Your task
Repeat the whole listing below with nothing added or dropped.

══════════════════════════════

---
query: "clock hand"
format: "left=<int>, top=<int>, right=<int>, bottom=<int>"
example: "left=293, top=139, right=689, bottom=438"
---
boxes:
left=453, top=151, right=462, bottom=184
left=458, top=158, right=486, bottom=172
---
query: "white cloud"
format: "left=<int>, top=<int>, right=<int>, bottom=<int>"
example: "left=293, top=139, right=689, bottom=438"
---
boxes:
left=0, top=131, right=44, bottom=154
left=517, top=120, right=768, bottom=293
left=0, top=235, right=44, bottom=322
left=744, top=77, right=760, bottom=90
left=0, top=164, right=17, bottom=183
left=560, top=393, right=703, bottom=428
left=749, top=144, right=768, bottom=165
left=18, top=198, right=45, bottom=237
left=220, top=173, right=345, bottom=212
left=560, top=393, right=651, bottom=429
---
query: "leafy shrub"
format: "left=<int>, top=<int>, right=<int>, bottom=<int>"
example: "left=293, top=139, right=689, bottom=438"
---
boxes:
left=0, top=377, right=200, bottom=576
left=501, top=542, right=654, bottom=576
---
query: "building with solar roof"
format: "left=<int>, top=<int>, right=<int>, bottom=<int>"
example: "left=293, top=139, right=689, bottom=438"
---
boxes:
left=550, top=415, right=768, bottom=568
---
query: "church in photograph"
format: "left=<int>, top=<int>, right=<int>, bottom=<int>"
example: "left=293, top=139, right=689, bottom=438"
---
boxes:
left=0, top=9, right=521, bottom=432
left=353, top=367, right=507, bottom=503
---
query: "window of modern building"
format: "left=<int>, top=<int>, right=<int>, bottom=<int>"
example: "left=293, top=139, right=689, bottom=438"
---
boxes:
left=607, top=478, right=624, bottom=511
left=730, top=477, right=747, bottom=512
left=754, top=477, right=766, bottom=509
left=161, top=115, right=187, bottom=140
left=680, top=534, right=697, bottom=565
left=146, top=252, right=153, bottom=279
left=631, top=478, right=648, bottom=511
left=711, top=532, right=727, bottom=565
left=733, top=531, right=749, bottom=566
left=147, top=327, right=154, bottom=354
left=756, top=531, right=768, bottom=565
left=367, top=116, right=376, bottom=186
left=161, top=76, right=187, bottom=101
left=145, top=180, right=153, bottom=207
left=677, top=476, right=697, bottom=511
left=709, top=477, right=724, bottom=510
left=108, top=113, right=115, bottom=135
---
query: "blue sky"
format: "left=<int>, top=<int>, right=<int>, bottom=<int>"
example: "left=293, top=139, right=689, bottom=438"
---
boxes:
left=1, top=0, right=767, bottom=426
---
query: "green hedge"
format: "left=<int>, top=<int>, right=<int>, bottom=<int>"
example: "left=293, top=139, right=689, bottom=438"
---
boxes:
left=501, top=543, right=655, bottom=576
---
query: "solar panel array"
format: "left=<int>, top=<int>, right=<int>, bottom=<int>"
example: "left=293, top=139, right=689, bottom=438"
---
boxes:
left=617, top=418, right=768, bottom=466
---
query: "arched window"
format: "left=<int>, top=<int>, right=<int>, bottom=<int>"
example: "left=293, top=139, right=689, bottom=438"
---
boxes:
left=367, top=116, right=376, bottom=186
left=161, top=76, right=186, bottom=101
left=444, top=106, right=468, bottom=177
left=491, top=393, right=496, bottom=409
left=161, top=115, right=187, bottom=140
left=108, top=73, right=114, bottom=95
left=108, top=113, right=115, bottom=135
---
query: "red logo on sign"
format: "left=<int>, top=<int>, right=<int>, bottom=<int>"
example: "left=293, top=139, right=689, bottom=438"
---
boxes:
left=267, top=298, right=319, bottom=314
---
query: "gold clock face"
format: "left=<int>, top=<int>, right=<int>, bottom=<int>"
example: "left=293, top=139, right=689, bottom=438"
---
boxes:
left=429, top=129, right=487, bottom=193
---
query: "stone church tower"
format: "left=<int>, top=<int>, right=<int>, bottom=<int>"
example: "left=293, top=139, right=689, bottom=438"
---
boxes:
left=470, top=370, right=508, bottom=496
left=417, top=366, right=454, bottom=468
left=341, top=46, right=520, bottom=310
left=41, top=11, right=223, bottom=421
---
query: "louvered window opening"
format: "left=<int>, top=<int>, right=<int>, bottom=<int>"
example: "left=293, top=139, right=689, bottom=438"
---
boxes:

══════════════════════════════

Answer section
---
query: "clock hand"
format: "left=<int>, top=<int>, right=<int>, bottom=<int>"
example: "left=293, top=139, right=689, bottom=438"
---
boxes:
left=453, top=151, right=462, bottom=184
left=458, top=158, right=486, bottom=172
---
query: "white cloud"
format: "left=<int>, top=<int>, right=<int>, bottom=<int>"
example: "left=293, top=139, right=689, bottom=438"
---
boxes:
left=0, top=131, right=44, bottom=154
left=517, top=120, right=768, bottom=293
left=0, top=235, right=44, bottom=322
left=744, top=77, right=760, bottom=90
left=0, top=164, right=17, bottom=183
left=560, top=393, right=703, bottom=428
left=749, top=144, right=768, bottom=165
left=18, top=198, right=45, bottom=237
left=220, top=173, right=345, bottom=212
left=560, top=393, right=651, bottom=429
---
query: "leafy shrub"
format: "left=<int>, top=<int>, right=<int>, bottom=<int>"
example: "left=293, top=139, right=689, bottom=438"
---
boxes:
left=0, top=377, right=200, bottom=576
left=501, top=542, right=654, bottom=576
---
query: "building with solar roof"
format: "left=<int>, top=<int>, right=<int>, bottom=<int>"
example: "left=293, top=139, right=689, bottom=438"
---
boxes:
left=550, top=415, right=768, bottom=568
---
query: "church in photograph"
format: "left=<int>, top=<int>, right=<int>, bottom=<int>"
example: "left=293, top=139, right=689, bottom=438"
---
boxes:
left=0, top=9, right=521, bottom=432
left=353, top=367, right=507, bottom=503
---
query: "window of modern building"
format: "left=<int>, top=<int>, right=<int>, bottom=<int>"
example: "left=293, top=139, right=689, bottom=438"
---
boxes:
left=607, top=478, right=624, bottom=511
left=730, top=477, right=747, bottom=512
left=754, top=477, right=766, bottom=509
left=161, top=115, right=187, bottom=140
left=680, top=534, right=697, bottom=565
left=146, top=252, right=153, bottom=279
left=631, top=478, right=648, bottom=511
left=711, top=532, right=727, bottom=565
left=733, top=531, right=749, bottom=566
left=147, top=327, right=154, bottom=354
left=756, top=531, right=768, bottom=565
left=367, top=116, right=376, bottom=186
left=161, top=76, right=187, bottom=101
left=145, top=180, right=153, bottom=207
left=677, top=476, right=697, bottom=511
left=709, top=477, right=724, bottom=510
left=108, top=113, right=115, bottom=135
---
query: "blue sky"
format: "left=<int>, top=<int>, right=<int>, bottom=<int>"
example: "left=293, top=139, right=689, bottom=438"
---
boxes:
left=1, top=0, right=767, bottom=426
---
query: "green hedge"
format: "left=<int>, top=<int>, right=<int>, bottom=<int>"
example: "left=293, top=139, right=689, bottom=438"
---
boxes:
left=501, top=543, right=655, bottom=576
---
query: "solar panel array"
format: "left=<int>, top=<int>, right=<int>, bottom=<int>"
example: "left=293, top=139, right=689, bottom=438"
---
boxes:
left=617, top=418, right=768, bottom=466
---
query: "arched window"
format: "left=<int>, top=<int>, right=<int>, bottom=<int>"
example: "left=293, top=139, right=689, bottom=438"
---
boxes:
left=367, top=116, right=376, bottom=186
left=161, top=76, right=186, bottom=101
left=444, top=106, right=468, bottom=177
left=491, top=393, right=496, bottom=409
left=161, top=115, right=187, bottom=140
left=108, top=73, right=114, bottom=95
left=108, top=113, right=115, bottom=135
---
query: "red logo on sign"
format: "left=<int>, top=<int>, right=<int>, bottom=<int>"
example: "left=293, top=139, right=689, bottom=438"
---
boxes:
left=267, top=298, right=319, bottom=314
---
query: "gold clock face"
format: "left=<int>, top=<int>, right=<int>, bottom=<int>"
example: "left=293, top=139, right=689, bottom=438"
---
boxes:
left=429, top=129, right=487, bottom=193
---
query: "stone church tower"
format: "left=<int>, top=<int>, right=<int>, bottom=<int>"
example: "left=293, top=139, right=689, bottom=438"
---
boxes:
left=470, top=370, right=508, bottom=496
left=417, top=366, right=454, bottom=468
left=341, top=46, right=520, bottom=310
left=41, top=11, right=223, bottom=421
---
query: "louvered window opening"
format: "left=<int>, top=<int>, right=<int>, bottom=<int>"
example: "left=293, top=139, right=689, bottom=438"
---
boxes:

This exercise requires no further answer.